**WORK INSTRUCTIONS**:
From the excerpt on the inheritance of obesity risk, extract the passage starting at "Anyone who is" and ending at "Cell & Developmental Biology.".

**EXCERPT TO READ**:
These findings point to a novel mechanism of neuronal control of physical activity, which in turn appears to have important effects on the susceptibility to weight gain.
If anyone ever tells you that the current obesity epidemic can have nothing to do with genetics because “genes don’t change in a couple of generations”, it is completely fair to let them know that they probably do not know what they are talking about.
Indeed, there is now overwhelming evidence showing that a variety of health problems, particularly related to metabolic diseases including obesity, can well be transmitted from generation to generation as a result of epigenetic modifications that persist in subsequent generations, even if these are no longer exposed to the “trigger” environment.
Anyone who is interested in learning about how much we know about these intergenerational mechanisms, will probably want to read a recent review article on this subject by Rachel Stegemann and David Buchner, published in Seminars in Cell & Developmental Biology.
In this papers the authors review examples of transgenerational inheritance of metabolic disease in both humans and model organisms and how these can be triggered by both genetic and environmental stimuli.ors
As the authors note,
“A diverse assortment of initial triggers can induce transgenerational inheritance including high-fat or high-sugar diets, low-protein diets, various toxins, and ancestral genetic variants. Although the mechanistic basis underlying the transgenerational inheritance of disease risk remains largely unknown, putative molecules mediating transmission include small RNAs, histone modifications, and DNA methylation.”
They also discuss example of therapeutically targeting the epigenome (e.g. through dietary modification or exercise) to prevent the transgenerational transmission of metabolic disease.
These findings have substantial implications for our attempts to prevent or even reverse the development of obesity in future generations.

**SUPPLIED MATERIAL**:
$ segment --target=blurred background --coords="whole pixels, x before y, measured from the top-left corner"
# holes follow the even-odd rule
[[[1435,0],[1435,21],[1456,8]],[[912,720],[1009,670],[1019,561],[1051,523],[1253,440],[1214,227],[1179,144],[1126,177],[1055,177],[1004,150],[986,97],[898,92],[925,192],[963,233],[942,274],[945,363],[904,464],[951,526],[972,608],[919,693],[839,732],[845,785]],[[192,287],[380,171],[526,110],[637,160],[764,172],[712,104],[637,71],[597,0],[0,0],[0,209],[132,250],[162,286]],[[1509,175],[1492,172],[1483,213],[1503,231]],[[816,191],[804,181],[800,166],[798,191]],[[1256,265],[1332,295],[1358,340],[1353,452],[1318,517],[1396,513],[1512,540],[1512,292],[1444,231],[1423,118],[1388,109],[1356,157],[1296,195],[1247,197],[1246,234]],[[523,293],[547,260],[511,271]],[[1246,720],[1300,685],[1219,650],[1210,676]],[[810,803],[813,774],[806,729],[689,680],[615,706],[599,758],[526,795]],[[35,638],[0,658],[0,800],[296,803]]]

**TASK ANSWER**:
Anyone who is interested in learning about how much we know about these intergenerational mechanisms, will probably want to read a recent review article on this subject by Rachel Stegemann and David Buchner, published in Seminars in Cell & Developmental Biology.